### SOURCE RECORDS

# # #

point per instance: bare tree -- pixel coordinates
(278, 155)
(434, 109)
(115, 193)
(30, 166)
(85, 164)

# # #

### TASK ITEM
Reproduce the whole listing without changing anything.

### FINISHED EXERCISE
point per instance: bare tree -- pixel coordinates
(278, 155)
(434, 109)
(115, 193)
(30, 166)
(85, 164)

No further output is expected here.